# SUPPLIED DATA:

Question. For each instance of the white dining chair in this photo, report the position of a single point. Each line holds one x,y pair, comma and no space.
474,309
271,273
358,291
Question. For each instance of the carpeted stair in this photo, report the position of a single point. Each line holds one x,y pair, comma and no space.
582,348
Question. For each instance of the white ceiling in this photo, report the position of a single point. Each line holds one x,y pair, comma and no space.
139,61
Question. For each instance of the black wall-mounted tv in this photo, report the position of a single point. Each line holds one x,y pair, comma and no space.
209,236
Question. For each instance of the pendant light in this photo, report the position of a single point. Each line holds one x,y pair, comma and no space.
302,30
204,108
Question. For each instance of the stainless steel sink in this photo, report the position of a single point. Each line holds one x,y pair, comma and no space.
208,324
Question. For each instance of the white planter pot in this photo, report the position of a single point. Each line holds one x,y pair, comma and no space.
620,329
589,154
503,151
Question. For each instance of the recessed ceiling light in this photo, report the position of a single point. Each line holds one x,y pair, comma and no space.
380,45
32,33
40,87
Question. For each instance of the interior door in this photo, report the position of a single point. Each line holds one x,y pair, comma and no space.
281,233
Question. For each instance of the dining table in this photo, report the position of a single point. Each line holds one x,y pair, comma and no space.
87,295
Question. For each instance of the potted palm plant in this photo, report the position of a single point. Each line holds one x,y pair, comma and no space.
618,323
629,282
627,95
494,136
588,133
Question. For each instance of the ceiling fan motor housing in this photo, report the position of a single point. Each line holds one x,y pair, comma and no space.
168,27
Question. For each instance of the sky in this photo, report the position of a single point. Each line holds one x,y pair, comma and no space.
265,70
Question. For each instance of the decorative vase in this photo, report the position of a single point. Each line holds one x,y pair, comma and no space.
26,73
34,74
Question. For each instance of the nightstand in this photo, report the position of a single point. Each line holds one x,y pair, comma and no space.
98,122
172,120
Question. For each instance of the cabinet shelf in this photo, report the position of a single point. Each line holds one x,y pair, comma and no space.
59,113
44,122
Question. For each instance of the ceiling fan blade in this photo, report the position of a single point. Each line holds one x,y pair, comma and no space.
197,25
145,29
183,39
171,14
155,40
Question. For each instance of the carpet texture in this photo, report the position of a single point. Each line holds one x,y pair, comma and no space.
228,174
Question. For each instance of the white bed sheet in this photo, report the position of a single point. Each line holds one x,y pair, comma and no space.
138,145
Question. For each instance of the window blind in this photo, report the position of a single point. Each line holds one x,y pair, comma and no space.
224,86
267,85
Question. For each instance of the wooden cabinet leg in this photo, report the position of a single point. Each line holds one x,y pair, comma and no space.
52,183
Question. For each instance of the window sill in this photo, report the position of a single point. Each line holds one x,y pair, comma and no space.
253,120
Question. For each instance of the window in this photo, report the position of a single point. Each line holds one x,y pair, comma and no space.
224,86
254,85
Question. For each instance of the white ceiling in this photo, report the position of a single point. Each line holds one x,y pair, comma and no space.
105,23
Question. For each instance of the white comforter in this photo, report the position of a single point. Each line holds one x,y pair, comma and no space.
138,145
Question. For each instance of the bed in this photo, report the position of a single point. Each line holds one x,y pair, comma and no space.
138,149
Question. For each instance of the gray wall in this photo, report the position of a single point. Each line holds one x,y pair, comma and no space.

# TASK INSTRUCTIONS:
In this exercise, reproduce the material word for word, in full.

# EXERCISE SOLUTION:
Question. For each instance of the white dining chair in this photo, report the position of a single point. Each line holds one x,y pair, comma and no space.
474,309
271,273
358,291
Question. For each instance of the carpeted stair in this photo, report the position of a single point. Each line holds one x,y pair, comma and no space.
582,348
Question. For each instance of the white ceiling in this photo, report the position of a single point. Each line holds one x,y pair, comma and no space.
139,61
Question. For each instance of the black wall-mounted tv in this photo, report the position of a single point. Each line holds one x,y pair, comma and no space.
209,236
Question. For each instance of the pendant light in this photo, report the position of a single point. Each line holds one x,y pair, comma and no space.
302,30
204,108
Question. For each instance of the stainless steel sink in this photo, report the position of a single point. Each line holds one x,y pair, comma and no space.
208,324
Question. For each instance of the white planter pot in this photo, report the position of a single point. Each line holds one x,y pair, comma and no space.
620,329
589,154
503,151
Question. For each instance of the recessed ceiling light in this photo, report the position of a single point. Each line holds one x,y pair, comma and no space.
380,45
32,33
40,87
Question. For each instance of the interior door in this photo, report the position of a single point. Each line holds one x,y pair, comma and no space.
281,233
Question. For each instance of the dining table in this photo, report the position of a single point. Each line holds one x,y pair, comma and no space.
87,295
Question. For each instance of the potted palm plant in this photo, report the position of a single point. Each line holds one x,y pair, comma and no space.
618,323
629,282
627,95
494,136
588,133
Question. For each instance of the ceiling fan motor housing in this photo, report the position of a single point. Each line holds one x,y pair, comma and no space.
168,27
Question. For each instance of the sky in this photo, report the position of a single point. Each line holds one x,y pair, comma and no space.
265,70
Question. For each instance of the decorative vase in this photo, report the position of a single point. Each line holds one x,y pair, comma and no space.
26,73
34,74
Question. For each instance of the nightstand in this photo, report the position of a single point. Each line holds one x,y pair, comma and no space.
98,122
172,120
Question. For each instance of the cabinet shelf in this photo, report the position of a single point. Each line holds one x,y pair, comma and no space.
59,113
44,122
Question. For each instance of the ceiling fan blade in this photo, report the position of a single point. Each line holds one x,y pair, comma and no space.
197,25
145,29
183,39
171,14
155,40
Question. For each instance of the carpet texture in this photo, report the position of a single point. Each line holds one x,y pair, comma and no space.
228,174
Question. For each instance of the white bed sheet in this photo, report the position of a single point. Each line holds one x,y pair, comma and no space.
138,145
Question. For each instance of the window blind in this photo, report the position of a single point. Each line holds one x,y pair, comma and no space.
224,86
267,85
Question. For each instance of the wooden cabinet leg in this photo, report the position of a single point. Each line holds one x,y pair, comma and no space.
52,183
Question. For each instance of the window sill in this photo, report the position of a single point. Each line holds one x,y pair, comma and no space.
253,120
Question. For each instance of the window in this photo, report the position of a single point. Each line holds one x,y pair, comma and no space.
224,86
254,85
Question. For each instance of the white ceiling in this photo, report the position of a single point. Each line holds one x,y pair, comma and no space.
105,23
Question. For each instance of the white comforter in this photo, report the position of a single point. Each line holds one x,y pair, comma and no space.
138,145
Question. For each instance of the bed in this photo, report the position of a single point. Each line holds one x,y pair, comma and no space.
138,149
Question. For each instance of the gray wall in this photo, report the position of a single point. Each line holds one x,y pair, comma and no space.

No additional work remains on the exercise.